WHAT YOU HAVE TO DO:
Render every line of the data below as a numbered list, skipping blank lines and leaving the pictures out.

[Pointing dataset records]
◇ ◇ ◇
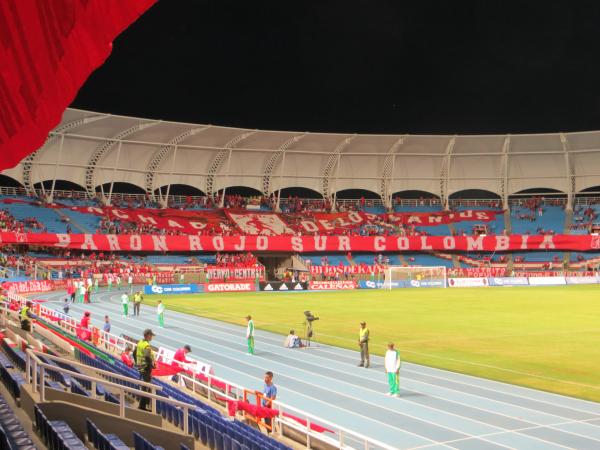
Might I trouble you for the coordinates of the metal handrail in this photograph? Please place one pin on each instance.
(33, 362)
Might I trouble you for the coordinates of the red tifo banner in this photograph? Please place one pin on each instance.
(337, 222)
(359, 269)
(49, 49)
(190, 222)
(154, 243)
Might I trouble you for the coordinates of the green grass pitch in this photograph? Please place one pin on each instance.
(543, 337)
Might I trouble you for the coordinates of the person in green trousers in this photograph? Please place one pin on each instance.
(160, 312)
(392, 368)
(250, 335)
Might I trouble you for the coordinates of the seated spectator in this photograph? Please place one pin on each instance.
(127, 357)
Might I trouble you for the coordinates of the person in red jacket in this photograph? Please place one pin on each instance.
(180, 354)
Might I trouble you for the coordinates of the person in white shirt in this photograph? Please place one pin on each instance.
(291, 341)
(125, 303)
(392, 368)
(160, 312)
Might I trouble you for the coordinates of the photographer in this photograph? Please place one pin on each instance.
(363, 343)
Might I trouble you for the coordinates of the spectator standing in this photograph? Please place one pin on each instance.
(125, 304)
(145, 362)
(392, 368)
(137, 302)
(106, 325)
(181, 354)
(126, 357)
(363, 343)
(160, 312)
(269, 395)
(250, 335)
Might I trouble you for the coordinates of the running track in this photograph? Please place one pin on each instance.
(437, 409)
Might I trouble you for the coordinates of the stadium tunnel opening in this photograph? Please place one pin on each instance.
(244, 191)
(120, 187)
(544, 192)
(474, 194)
(349, 194)
(592, 191)
(299, 192)
(6, 181)
(414, 194)
(179, 189)
(59, 185)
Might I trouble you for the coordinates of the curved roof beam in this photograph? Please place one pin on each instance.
(333, 162)
(504, 169)
(274, 160)
(569, 170)
(30, 160)
(160, 155)
(388, 168)
(217, 161)
(102, 150)
(445, 171)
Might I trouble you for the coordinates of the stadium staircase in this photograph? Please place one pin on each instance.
(73, 401)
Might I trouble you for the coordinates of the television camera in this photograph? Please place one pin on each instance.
(308, 330)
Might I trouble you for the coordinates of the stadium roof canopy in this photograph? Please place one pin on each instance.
(91, 149)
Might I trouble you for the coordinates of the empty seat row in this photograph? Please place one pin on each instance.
(103, 441)
(140, 443)
(56, 434)
(12, 434)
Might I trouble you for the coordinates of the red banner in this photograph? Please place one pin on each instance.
(332, 285)
(361, 269)
(313, 244)
(229, 287)
(338, 223)
(29, 287)
(48, 51)
(259, 224)
(189, 222)
(235, 273)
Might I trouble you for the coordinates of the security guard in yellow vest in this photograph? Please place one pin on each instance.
(25, 316)
(145, 362)
(363, 343)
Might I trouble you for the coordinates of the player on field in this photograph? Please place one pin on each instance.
(392, 368)
(250, 335)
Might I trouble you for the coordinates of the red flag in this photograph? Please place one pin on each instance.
(47, 51)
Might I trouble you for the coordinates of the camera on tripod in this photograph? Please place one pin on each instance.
(308, 332)
(310, 317)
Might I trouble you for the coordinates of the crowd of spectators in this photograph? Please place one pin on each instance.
(9, 223)
(236, 259)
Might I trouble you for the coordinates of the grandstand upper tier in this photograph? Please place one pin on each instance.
(96, 150)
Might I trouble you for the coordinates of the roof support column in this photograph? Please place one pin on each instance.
(281, 170)
(112, 182)
(445, 175)
(165, 201)
(504, 187)
(569, 172)
(58, 161)
(222, 202)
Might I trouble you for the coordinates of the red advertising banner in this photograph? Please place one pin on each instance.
(235, 273)
(299, 244)
(360, 269)
(332, 285)
(259, 224)
(29, 287)
(229, 287)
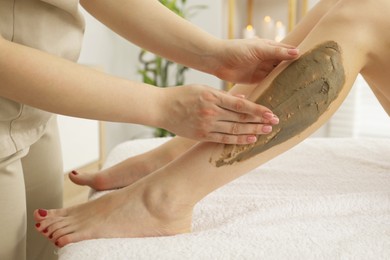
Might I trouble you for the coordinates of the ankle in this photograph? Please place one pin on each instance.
(165, 204)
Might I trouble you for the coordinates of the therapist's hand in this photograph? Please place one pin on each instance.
(248, 60)
(206, 114)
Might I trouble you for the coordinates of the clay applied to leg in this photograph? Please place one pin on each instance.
(299, 95)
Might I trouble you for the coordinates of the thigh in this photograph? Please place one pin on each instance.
(43, 175)
(13, 208)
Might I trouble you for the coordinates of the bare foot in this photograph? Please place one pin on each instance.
(139, 210)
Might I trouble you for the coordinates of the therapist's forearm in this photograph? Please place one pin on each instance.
(152, 26)
(56, 85)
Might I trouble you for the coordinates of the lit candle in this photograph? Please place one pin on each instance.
(249, 32)
(267, 31)
(280, 31)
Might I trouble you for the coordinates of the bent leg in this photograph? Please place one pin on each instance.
(135, 168)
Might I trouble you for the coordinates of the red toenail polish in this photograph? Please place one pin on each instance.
(42, 212)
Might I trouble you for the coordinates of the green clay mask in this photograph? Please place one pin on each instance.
(299, 95)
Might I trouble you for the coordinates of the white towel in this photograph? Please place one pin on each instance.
(323, 199)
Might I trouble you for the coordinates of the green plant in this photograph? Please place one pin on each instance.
(159, 71)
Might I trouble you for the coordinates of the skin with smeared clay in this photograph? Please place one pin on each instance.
(298, 96)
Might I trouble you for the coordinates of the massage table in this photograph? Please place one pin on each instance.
(327, 198)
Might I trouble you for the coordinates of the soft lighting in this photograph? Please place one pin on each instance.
(267, 19)
(249, 32)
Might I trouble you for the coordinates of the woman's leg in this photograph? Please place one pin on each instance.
(43, 175)
(120, 175)
(134, 168)
(13, 208)
(305, 93)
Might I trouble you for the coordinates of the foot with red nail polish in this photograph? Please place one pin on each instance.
(138, 210)
(124, 173)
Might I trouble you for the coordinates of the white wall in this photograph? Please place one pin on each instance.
(116, 56)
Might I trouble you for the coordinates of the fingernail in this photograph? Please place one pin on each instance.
◇ ◇ ◇
TASK RESPONSE:
1. Might I trouble you for the coordinates of the metal handrail in this photograph? Please place one pin on each instance.
2. (33, 362)
3. Might I trouble you for the coordinates of the red tifo banner in this photograph? Please place one pin on each instance.
4. (337, 222)
5. (359, 269)
6. (49, 49)
7. (190, 222)
8. (154, 243)
9. Might I trouble you for the coordinates of the green grass pitch in this photograph? Please place one pin on each instance.
10. (543, 337)
11. Might I trouble you for the coordinates of the person in green trousers in this photograph? Please place one pin on each instance.
12. (160, 312)
13. (392, 368)
14. (250, 335)
15. Might I trouble you for the coordinates of the seated spectator in this photograph? Please place one pin on each instance.
16. (127, 357)
17. Might I trouble you for the coordinates of the person in red jacket in this photograph? Please place one pin on each instance.
18. (180, 354)
19. Might I trouble you for the coordinates of the person in white shirt in this photograph? Please place one pin on each instance.
20. (291, 341)
21. (125, 303)
22. (392, 368)
23. (160, 312)
24. Might I trouble you for the coordinates of the photographer in this photograph? Please place one pin on each instance.
25. (363, 343)
26. Might I trouble you for the coordinates of the spectator standing in this photograph? Please place one pin on each instance.
27. (125, 304)
28. (145, 362)
29. (392, 368)
30. (137, 302)
31. (106, 325)
32. (181, 354)
33. (126, 357)
34. (363, 343)
35. (160, 312)
36. (269, 395)
37. (250, 335)
38. Might I trouble you for the coordinates of the running track in this photograph? Please place one pin on each instance.
39. (437, 409)
40. Might I trouble you for the coordinates of the stadium tunnel opening in this photograph? Please place one pin on each instance.
41. (244, 191)
42. (120, 187)
43. (544, 192)
44. (474, 194)
45. (349, 194)
46. (592, 191)
47. (299, 192)
48. (6, 181)
49. (414, 194)
50. (179, 189)
51. (59, 185)
52. Might I trouble you for the coordinates of the curved roof beam in this photograph? Please place one pin on each instance.
53. (333, 162)
54. (504, 169)
55. (274, 160)
56. (569, 170)
57. (30, 160)
58. (160, 155)
59. (388, 168)
60. (217, 161)
61. (102, 150)
62. (445, 171)
63. Might I trouble you for the coordinates of the stadium staircase in this photograph? Please place one pin on each instance.
64. (73, 401)
65. Might I trouble you for the coordinates of the television camera in this photograph? Please place one pin on each instance.
66. (308, 330)
67. Might I trouble you for the coordinates of the stadium roof canopy in this photograph? Please place one pin on each instance.
68. (91, 149)
69. Might I trouble you for the coordinates of the empty seat row in this photograph? Please place one pin on each instance.
70. (103, 441)
71. (140, 443)
72. (56, 434)
73. (12, 434)
74. Might I trouble you for the coordinates of the red banner in this photograph? Please place one pin on each instance.
75. (332, 285)
76. (361, 269)
77. (313, 244)
78. (229, 287)
79. (338, 223)
80. (29, 287)
81. (48, 51)
82. (259, 224)
83. (189, 222)
84. (235, 273)
85. Might I trouble you for the coordinates of the security guard in yellow vest in this photograph? Please place one pin on each instance.
86. (25, 316)
87. (145, 362)
88. (363, 343)
89. Might I trouble you for the coordinates of the player on field in this photograph? Please place one pin on each instance.
90. (392, 368)
91. (250, 335)
92. Might I trouble you for the coordinates of the red flag in this photograph? Please place one pin on each instance.
93. (47, 51)
94. Might I trouble you for the coordinates of the camera on tripod in this photograph? Please place one pin on each instance.
95. (308, 332)
96. (310, 317)
97. Might I trouble you for the coordinates of the crowd of spectators in this photograph? Please place one pin on each instance.
98. (9, 223)
99. (236, 259)
100. Might I trouble you for the coordinates of the grandstand upper tier in this photograph? Please place one pin on each instance.
101. (96, 150)
102. Might I trouble you for the coordinates of the roof support column in this photograph? Please place one pin on each instance.
103. (281, 170)
104. (112, 182)
105. (445, 175)
106. (165, 201)
107. (504, 187)
108. (569, 172)
109. (58, 161)
110. (222, 202)
111. Might I trouble you for the coordinates of the red advertising banner in this photograph? Please place one pin on each instance.
112. (235, 273)
113. (299, 244)
114. (360, 269)
115. (332, 285)
116. (259, 224)
117. (29, 287)
118. (229, 287)
119. Might I trouble you for the coordinates of the ankle in this photograph? Please place one pin on each instance.
120. (165, 204)
121. Might I trouble you for the coordinates of the therapist's hand in this photograph? Please place one pin on each instance.
122. (248, 60)
123. (206, 114)
124. Might I trouble you for the coordinates of the clay applied to leg in this photograph? Please place one pin on each instance.
125. (299, 95)
126. Might I trouble you for the coordinates of the thigh in this photograph? Please place one pin on each instance.
127. (43, 175)
128. (13, 208)
129. Might I trouble you for the coordinates of the bare foot in this photograph? Please place one pin on each instance.
130. (139, 210)
131. Might I trouble you for the coordinates of the therapist's forearm in this photograph? Please place one pin on each instance.
132. (152, 26)
133. (56, 85)
134. Might I trouble you for the coordinates of the lit candle in this photograph? Please place one pin on each instance.
135. (249, 32)
136. (267, 31)
137. (280, 31)
138. Might I trouble you for the coordinates of the bent leg in this photograph? Please place one pin on each instance.
139. (135, 168)
140. Might I trouble you for the coordinates of the red toenail polish in this photograph? Please place one pin on each instance.
141. (42, 212)
142. Might I trouble you for the coordinates of the green clay mask in this photograph? Please place one pin on each instance.
143. (299, 95)
144. Might I trouble you for the coordinates of the white towel in this photograph? Please place one pin on each instance.
145. (323, 199)
146. Might I trouble you for the coordinates of the green plant in this photograph? Please place one pin on each instance.
147. (159, 71)
148. Might I trouble you for the coordinates of the skin with smeared clay in this photograph? Please place one pin on each instance.
149. (298, 96)
150. Might I trouble you for the coordinates of the massage table in this photograph? Please place one pin on each instance.
151. (327, 198)
152. Might I trouble you for the coordinates of the soft lighting in this photograph? Please place one pin on each instance.
153. (267, 19)
154. (249, 32)
155. Might I trouble you for the coordinates of the woman's leg in this photograph? Please place one pin on each instance.
156. (43, 175)
157. (120, 175)
158. (134, 168)
159. (13, 208)
160. (305, 93)
161. Might I trouble you for the coordinates of the foot with red nail polish in this photograph? Please place one pin on each instance.
162. (138, 210)
163. (124, 173)
164. Might I trouble you for the coordinates of the white wall in this photograph? Please place one pin on each instance.
165. (116, 56)
166. Might I trouble you for the coordinates of the fingernail in this photograph? Please place one pin on each instance.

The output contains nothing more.